- **What you will do**
Copy every one of the records below word for word, keeping each line unchanged.
** Begin Data in this exercise **
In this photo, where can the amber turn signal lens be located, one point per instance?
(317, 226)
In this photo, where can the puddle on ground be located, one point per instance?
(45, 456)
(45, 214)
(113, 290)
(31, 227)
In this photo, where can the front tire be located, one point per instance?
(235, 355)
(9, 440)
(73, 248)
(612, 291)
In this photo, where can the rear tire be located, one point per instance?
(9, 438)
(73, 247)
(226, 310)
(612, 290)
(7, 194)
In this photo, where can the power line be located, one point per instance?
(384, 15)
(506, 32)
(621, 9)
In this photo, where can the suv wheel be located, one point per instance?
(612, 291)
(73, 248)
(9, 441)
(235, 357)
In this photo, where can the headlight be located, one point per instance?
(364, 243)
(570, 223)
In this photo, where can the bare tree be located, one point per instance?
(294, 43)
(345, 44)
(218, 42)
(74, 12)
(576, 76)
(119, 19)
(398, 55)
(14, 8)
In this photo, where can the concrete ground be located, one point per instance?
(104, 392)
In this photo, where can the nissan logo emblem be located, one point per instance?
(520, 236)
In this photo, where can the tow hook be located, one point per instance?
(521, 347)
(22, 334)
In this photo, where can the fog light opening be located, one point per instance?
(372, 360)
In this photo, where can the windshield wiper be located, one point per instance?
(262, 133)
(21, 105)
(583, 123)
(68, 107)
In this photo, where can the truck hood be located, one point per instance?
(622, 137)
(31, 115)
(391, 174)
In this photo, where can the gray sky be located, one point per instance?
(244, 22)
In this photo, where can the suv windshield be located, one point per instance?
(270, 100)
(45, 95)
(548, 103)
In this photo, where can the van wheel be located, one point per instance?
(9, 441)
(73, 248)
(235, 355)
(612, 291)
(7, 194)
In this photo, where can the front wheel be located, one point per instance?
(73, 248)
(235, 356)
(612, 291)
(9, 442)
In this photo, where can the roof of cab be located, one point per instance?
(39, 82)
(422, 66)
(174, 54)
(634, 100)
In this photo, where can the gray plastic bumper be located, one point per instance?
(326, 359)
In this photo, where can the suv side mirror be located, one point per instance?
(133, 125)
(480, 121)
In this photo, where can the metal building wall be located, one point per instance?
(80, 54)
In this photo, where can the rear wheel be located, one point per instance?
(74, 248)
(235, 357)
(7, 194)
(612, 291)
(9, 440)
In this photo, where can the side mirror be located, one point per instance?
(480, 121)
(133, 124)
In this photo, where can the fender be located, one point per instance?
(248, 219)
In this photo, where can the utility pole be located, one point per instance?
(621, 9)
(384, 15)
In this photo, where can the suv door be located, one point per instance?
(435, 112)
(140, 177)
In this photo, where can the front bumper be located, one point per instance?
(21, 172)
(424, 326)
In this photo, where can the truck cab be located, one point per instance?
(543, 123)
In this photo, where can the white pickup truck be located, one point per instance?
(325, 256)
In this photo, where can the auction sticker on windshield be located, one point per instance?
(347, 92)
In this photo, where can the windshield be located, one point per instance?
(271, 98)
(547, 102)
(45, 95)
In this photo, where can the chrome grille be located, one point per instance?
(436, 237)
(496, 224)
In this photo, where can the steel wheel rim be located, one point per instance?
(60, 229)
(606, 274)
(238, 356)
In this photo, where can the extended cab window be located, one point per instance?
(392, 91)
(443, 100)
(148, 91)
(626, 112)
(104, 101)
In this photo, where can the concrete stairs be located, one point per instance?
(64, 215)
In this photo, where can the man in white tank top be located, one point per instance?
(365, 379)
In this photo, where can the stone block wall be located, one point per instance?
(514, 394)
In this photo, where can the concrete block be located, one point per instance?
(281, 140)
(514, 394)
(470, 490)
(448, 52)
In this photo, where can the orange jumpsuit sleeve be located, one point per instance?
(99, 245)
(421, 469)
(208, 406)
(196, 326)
** End Data in this exercise **
- **Solution to this problem**
In this photo, where can the amber turn signal lens be located, one point per instance?
(317, 226)
In this photo, where can the puddle on ground be located, one point per instance?
(45, 456)
(45, 214)
(113, 290)
(31, 227)
In this photo, where can the front tire be located, one point per instance?
(235, 355)
(9, 440)
(73, 248)
(612, 291)
In this photo, where can the rear tire be located, one point per instance?
(9, 438)
(73, 247)
(226, 310)
(612, 290)
(7, 194)
In this photo, where can the power line be located, one point per instance?
(384, 15)
(506, 32)
(621, 9)
In this photo, where can the suv wheel be located, one point per instance?
(612, 291)
(73, 248)
(9, 441)
(235, 357)
In this photo, where can the headlight be located, one point per instance?
(364, 243)
(570, 223)
In this photo, where can the bare tree be located, one point per instance?
(294, 43)
(345, 44)
(218, 42)
(74, 12)
(576, 76)
(119, 19)
(398, 55)
(14, 8)
In this photo, where can the concrete ground be located, one point per instance?
(104, 392)
In this photo, where can the nissan logo emblem be located, one point per instance?
(520, 236)
In this photo, where can the tow hook be located, one point per instance?
(521, 347)
(22, 334)
In this photo, where can the fog light opening be located, one point per instance?
(372, 360)
In this photo, where can the windshield wiper be located, one point per instance?
(262, 133)
(21, 105)
(583, 123)
(68, 107)
In this photo, where can the truck hood be located, one point per instance?
(622, 137)
(31, 115)
(391, 174)
In this photo, where can the gray sky be located, one point per instance?
(244, 22)
In this photo, where can the suv windshield be located, one point per instance?
(270, 100)
(45, 95)
(548, 103)
In this photo, where can the van wheel be located, one point per instance?
(9, 441)
(73, 248)
(235, 355)
(612, 291)
(7, 194)
In this photo, where can the front wheel be located, one point per instance?
(73, 248)
(235, 356)
(612, 291)
(9, 442)
In this photo, where can the roof of cab be located, one point per instance?
(39, 82)
(422, 66)
(174, 54)
(634, 100)
In this photo, where can the gray plastic bumper be located, one point per instance?
(326, 359)
In this photo, where can the suv side mirror be located, one point per instance?
(133, 125)
(480, 121)
In this photo, where can the metal building wall be located, one point per instance?
(80, 54)
In this photo, where can the rear wheel be located, one point per instance?
(74, 248)
(235, 357)
(7, 194)
(612, 291)
(9, 440)
In this photo, where can the side mirror be located, one point per instance?
(480, 121)
(133, 124)
In this photo, where can the fender be located, one point per instance?
(248, 219)
In this photo, where can the utility pole be located, one point per instance?
(621, 9)
(384, 15)
In this photo, where can the suv door be located, one point per instance?
(435, 112)
(140, 177)
In this photo, where can the front bumper be located, one point per instance?
(21, 172)
(424, 326)
In this photo, where can the truck cab be located, one point per instance?
(543, 123)
In this photo, where can the white pickup truck be located, one point per instance?
(325, 256)
In this photo, where can the auction sticker on windshield be located, one point per instance?
(347, 92)
In this photo, where can the windshield be located, one point per instance?
(271, 98)
(547, 102)
(45, 95)
In this photo, where can the chrome grille be located, one point per instance?
(436, 237)
(496, 224)
In this photo, where can the steel wheel rim be located, one point per instance?
(60, 229)
(606, 274)
(238, 356)
In this photo, where can the extended cab window be located, one point per instance?
(392, 91)
(443, 100)
(148, 91)
(626, 112)
(104, 101)
In this photo, where can the concrete stairs be located, one point per instance?
(64, 215)
In this photo, where can the man in white tank top be located, one point per instance?
(365, 379)
In this photo, where can the stone block wall be located, one point per instance?
(514, 394)
In this photo, where can the concrete block be located, one point per instance?
(281, 140)
(514, 394)
(470, 490)
(448, 52)
In this photo, where can the orange jumpsuit sleeve be located, one point per instance?
(99, 245)
(421, 469)
(208, 406)
(196, 326)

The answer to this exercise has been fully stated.